--- Task goal ---
For this exercise, write out the full listing that follows exactly and skip its pictures.

--- START ---

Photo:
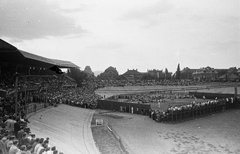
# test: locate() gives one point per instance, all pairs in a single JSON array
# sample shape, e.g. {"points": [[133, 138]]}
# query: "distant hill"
{"points": [[96, 73]]}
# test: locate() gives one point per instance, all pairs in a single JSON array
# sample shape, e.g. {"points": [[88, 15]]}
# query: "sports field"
{"points": [[138, 134]]}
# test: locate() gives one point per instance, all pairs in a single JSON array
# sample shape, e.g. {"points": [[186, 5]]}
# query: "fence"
{"points": [[35, 107], [195, 112], [135, 108], [210, 95]]}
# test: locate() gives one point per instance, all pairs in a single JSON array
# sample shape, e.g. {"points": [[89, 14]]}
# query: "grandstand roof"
{"points": [[9, 52]]}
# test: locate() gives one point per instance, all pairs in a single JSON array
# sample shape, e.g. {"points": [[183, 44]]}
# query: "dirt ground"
{"points": [[138, 134], [215, 134]]}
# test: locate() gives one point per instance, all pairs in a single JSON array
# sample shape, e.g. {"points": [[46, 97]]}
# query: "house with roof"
{"points": [[133, 75], [110, 73], [205, 74]]}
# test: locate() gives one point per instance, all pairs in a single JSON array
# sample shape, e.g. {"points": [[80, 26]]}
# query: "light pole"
{"points": [[17, 75], [16, 94]]}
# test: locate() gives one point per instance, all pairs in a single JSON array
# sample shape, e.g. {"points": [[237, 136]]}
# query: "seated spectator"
{"points": [[38, 145], [14, 147]]}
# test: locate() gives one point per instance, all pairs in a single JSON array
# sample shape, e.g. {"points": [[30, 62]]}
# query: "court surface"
{"points": [[67, 127]]}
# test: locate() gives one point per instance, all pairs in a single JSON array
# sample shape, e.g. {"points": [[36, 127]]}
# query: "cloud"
{"points": [[107, 46], [27, 19], [149, 11]]}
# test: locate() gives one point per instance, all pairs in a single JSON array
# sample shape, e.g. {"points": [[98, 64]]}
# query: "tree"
{"points": [[166, 73], [78, 75], [178, 72]]}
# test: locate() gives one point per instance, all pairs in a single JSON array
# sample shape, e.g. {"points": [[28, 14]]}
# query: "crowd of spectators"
{"points": [[121, 83], [193, 110], [50, 90], [16, 138], [151, 97]]}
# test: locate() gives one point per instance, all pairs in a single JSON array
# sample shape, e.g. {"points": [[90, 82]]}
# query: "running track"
{"points": [[69, 128]]}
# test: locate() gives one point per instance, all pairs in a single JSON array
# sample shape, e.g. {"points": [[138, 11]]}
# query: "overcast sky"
{"points": [[126, 34]]}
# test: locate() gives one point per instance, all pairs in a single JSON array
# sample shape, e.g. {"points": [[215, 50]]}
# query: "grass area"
{"points": [[175, 102], [104, 138]]}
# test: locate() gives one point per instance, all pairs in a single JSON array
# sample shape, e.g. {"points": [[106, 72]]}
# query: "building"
{"points": [[133, 75], [187, 73], [158, 74], [110, 73], [205, 74], [238, 72]]}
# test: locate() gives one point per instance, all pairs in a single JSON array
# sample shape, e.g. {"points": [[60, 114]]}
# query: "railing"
{"points": [[195, 112]]}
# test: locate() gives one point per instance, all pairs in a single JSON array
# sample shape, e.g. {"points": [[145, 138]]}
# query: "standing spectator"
{"points": [[34, 144], [17, 127], [38, 145], [14, 148], [3, 149], [9, 142]]}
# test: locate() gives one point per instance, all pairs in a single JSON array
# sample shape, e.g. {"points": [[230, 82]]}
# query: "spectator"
{"points": [[14, 147]]}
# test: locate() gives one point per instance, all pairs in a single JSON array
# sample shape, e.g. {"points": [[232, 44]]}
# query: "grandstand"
{"points": [[27, 84]]}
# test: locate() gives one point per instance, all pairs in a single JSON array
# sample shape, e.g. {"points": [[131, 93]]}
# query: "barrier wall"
{"points": [[135, 108], [210, 95], [35, 107]]}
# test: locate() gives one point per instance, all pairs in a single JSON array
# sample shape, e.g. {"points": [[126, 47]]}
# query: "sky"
{"points": [[126, 34]]}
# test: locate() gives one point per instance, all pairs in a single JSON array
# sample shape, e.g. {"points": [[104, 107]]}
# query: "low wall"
{"points": [[210, 95], [135, 108]]}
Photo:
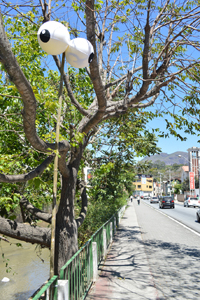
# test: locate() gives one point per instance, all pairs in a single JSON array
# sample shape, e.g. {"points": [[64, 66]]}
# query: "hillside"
{"points": [[169, 159]]}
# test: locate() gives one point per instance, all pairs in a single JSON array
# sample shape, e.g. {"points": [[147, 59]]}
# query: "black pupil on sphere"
{"points": [[45, 35], [91, 57]]}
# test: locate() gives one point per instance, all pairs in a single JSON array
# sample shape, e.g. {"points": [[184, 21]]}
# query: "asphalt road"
{"points": [[172, 250], [186, 215]]}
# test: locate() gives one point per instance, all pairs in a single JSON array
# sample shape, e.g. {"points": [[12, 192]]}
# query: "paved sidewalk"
{"points": [[125, 274]]}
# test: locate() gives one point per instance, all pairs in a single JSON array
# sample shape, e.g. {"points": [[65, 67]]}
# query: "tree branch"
{"points": [[28, 176], [35, 211], [83, 212], [25, 232]]}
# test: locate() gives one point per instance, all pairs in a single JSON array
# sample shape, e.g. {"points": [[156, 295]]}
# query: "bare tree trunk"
{"points": [[66, 226]]}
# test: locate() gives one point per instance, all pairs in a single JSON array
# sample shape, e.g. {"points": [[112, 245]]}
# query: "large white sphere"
{"points": [[79, 53], [53, 37]]}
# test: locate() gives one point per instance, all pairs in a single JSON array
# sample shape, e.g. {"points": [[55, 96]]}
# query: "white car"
{"points": [[192, 201], [154, 200]]}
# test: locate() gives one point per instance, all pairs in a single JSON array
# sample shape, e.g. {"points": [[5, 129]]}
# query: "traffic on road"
{"points": [[187, 215]]}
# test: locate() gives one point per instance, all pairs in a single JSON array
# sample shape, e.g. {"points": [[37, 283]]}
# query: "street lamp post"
{"points": [[198, 154], [160, 184], [170, 182], [190, 167]]}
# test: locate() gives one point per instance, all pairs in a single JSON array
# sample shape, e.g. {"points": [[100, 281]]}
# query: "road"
{"points": [[186, 215], [172, 250]]}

--- END ---

--- Response area ---
Photo:
# test: locate() gives one point per instance, all pairs in a single JSON array
# sample shape, e.g. {"points": [[133, 138]]}
# query: "distant hill"
{"points": [[96, 73]]}
# test: locate() gives one point per instance, all pairs in a single JSON array
# sample shape, e.g. {"points": [[88, 15]]}
# query: "sports field"
{"points": [[138, 134]]}
# test: locate() gives one point per instance, all pairs in a single JSON array
# sample shape, e.g. {"points": [[186, 5]]}
# query: "fence"
{"points": [[35, 107], [195, 112], [135, 108], [210, 95]]}
# test: locate() gives one point per instance, all pairs in a single JSON array
# sample shape, e.g. {"points": [[89, 14]]}
# query: "grandstand roof"
{"points": [[9, 52]]}
# test: locate() gives one point per instance, all pairs in a single JSON array
# sample shape, e.g. {"points": [[183, 44]]}
# query: "dirt ground"
{"points": [[138, 134], [215, 134]]}
# test: locate() gives one point per instance, all pairs in a single JSON array
# sample shape, e.g. {"points": [[46, 97]]}
# query: "house with roof"
{"points": [[133, 75], [110, 73], [205, 74]]}
# test: locate() gives one point per instance, all pairs in a single JSON array
# sample shape, e.g. {"points": [[80, 26]]}
# query: "light pole"
{"points": [[17, 75], [16, 94]]}
# test: locate() gives one point per instance, all pairs in a single JSON array
# sample shape, e.g. {"points": [[237, 136]]}
# query: "seated spectator"
{"points": [[38, 145], [14, 147]]}
# test: locate() gives one point per instance, all pairs in a single JSON array
# sample shape, e.g. {"points": [[30, 62]]}
# query: "court surface"
{"points": [[67, 127]]}
# test: locate() gives one point per instance, all pairs in a single JSON array
# sample shape, e.g. {"points": [[36, 127]]}
# query: "cloud"
{"points": [[107, 46], [27, 19], [149, 11]]}
# test: locate() gives one point per instance, all pairs in a single JSON array
# sample shape, e.g. {"points": [[98, 64]]}
# query: "tree"
{"points": [[166, 73], [78, 75], [178, 72]]}
# test: locate() gives one point per instance, all pairs in a single JSON array
# sample shape, e.g. {"points": [[28, 14]]}
# query: "crowd of spectators"
{"points": [[121, 83], [193, 110], [50, 90], [16, 138], [151, 97]]}
# test: locate() gives one point per instance, all pairs in a single JSON array
# sample shape, e.g. {"points": [[90, 82]]}
# query: "running track"
{"points": [[69, 128]]}
# test: locate() gives one point per instance, all pairs in a single JSON array
# sample shape, e.g. {"points": [[138, 11]]}
# query: "overcast sky"
{"points": [[126, 34]]}
# test: locate() gives one point per instance, all pairs in a single JSON array
# sample shape, e.g. {"points": [[215, 50]]}
# query: "grass area"
{"points": [[175, 102], [104, 138]]}
# test: locate() gives one point per instance, all pairs in a single JSON array
# sample shape, e.g. {"points": [[106, 72]]}
# query: "building"
{"points": [[133, 75], [187, 73], [158, 74], [110, 73], [205, 74], [238, 72]]}
# test: locate() gives one point per instance, all pairs in a single JSON array
# sample shape, e.g. {"points": [[60, 114]]}
# query: "railing"
{"points": [[195, 112]]}
# test: locate() gives one point per instance, all pairs in a single JSON array
# sample shape, e.g. {"points": [[145, 138]]}
# query: "standing spectator"
{"points": [[34, 144], [17, 127], [38, 145], [14, 148], [3, 149], [9, 142]]}
# test: locate() gives one point per instance, all pairs in a single JSON array
# sample shape, e.g. {"points": [[230, 82]]}
# query: "spectator"
{"points": [[14, 147]]}
# test: locate() gives one point per instance, all pairs in a single JSON array
# sample shape, e.g. {"points": [[232, 44]]}
# query: "grandstand"
{"points": [[27, 84]]}
# test: locate() gives one point per instance, all pairs in a single JSON array
# sample shape, e.g. {"points": [[131, 93]]}
# query: "barrier wall"
{"points": [[135, 108], [210, 95], [35, 107]]}
# test: locate() gives one point per instance, all pairs in a single JSON array
# sample shape, e.g. {"points": [[126, 47]]}
# query: "sky"
{"points": [[126, 34]]}
# test: locate() gives one point per instance, all pairs in a single JSON array
# sample shape, e.g. {"points": [[104, 107]]}
# query: "low wall"
{"points": [[210, 95], [135, 108]]}
Photo:
# test: locate() gives one point per instance, all pairs in a single JSON array
# sample shape, e.g. {"points": [[64, 66]]}
# query: "hillside"
{"points": [[169, 159]]}
# test: locate() gives one point per instance, all pairs in a single JSON array
# sample shape, e.g. {"points": [[147, 59]]}
# query: "black pupil on sphere"
{"points": [[45, 35], [91, 57]]}
# test: locate() gives one point per instance, all pairs in a single JSON array
# sample shape, e.g. {"points": [[184, 21]]}
# query: "asphalt road"
{"points": [[172, 250], [186, 215]]}
# test: locate() gives one point per instance, all pairs in a single JSON array
# sample shape, e.g. {"points": [[12, 192]]}
# query: "paved sidewalk"
{"points": [[125, 274]]}
# test: locate() gives one point per instance, all pairs in a single JSON array
# sample shape, e.g. {"points": [[65, 67]]}
# query: "tree branch"
{"points": [[28, 176], [35, 211], [83, 212], [25, 232]]}
# test: locate() gives one point per instance, all pairs in a single JSON array
# sample shape, e.g. {"points": [[156, 295]]}
# query: "bare tree trunk"
{"points": [[66, 226]]}
# test: locate() gives one point per instance, all pairs in a single JSON array
# sample shape, e.g. {"points": [[112, 245]]}
# query: "large white sphere"
{"points": [[79, 53], [53, 37]]}
# test: locate() gives one point per instance, all pairs in a single JSON array
# sample shape, e.g. {"points": [[55, 96]]}
# query: "white car"
{"points": [[192, 201], [154, 200]]}
# test: locate() gives one point per instance, all pairs in a single JSON array
# sample shape, e.g. {"points": [[5, 129]]}
# query: "traffic on road"
{"points": [[187, 215]]}
# test: locate() gives one point per instance, all pairs in a single JSON array
# sample shape, e.g. {"points": [[37, 283]]}
# query: "street lamp post"
{"points": [[198, 154], [160, 184], [170, 182], [190, 167]]}
# test: locate() gives one point per instance, all pairs in a single JSON array
# sample shape, e.g. {"points": [[100, 281]]}
# query: "road"
{"points": [[186, 215], [172, 250]]}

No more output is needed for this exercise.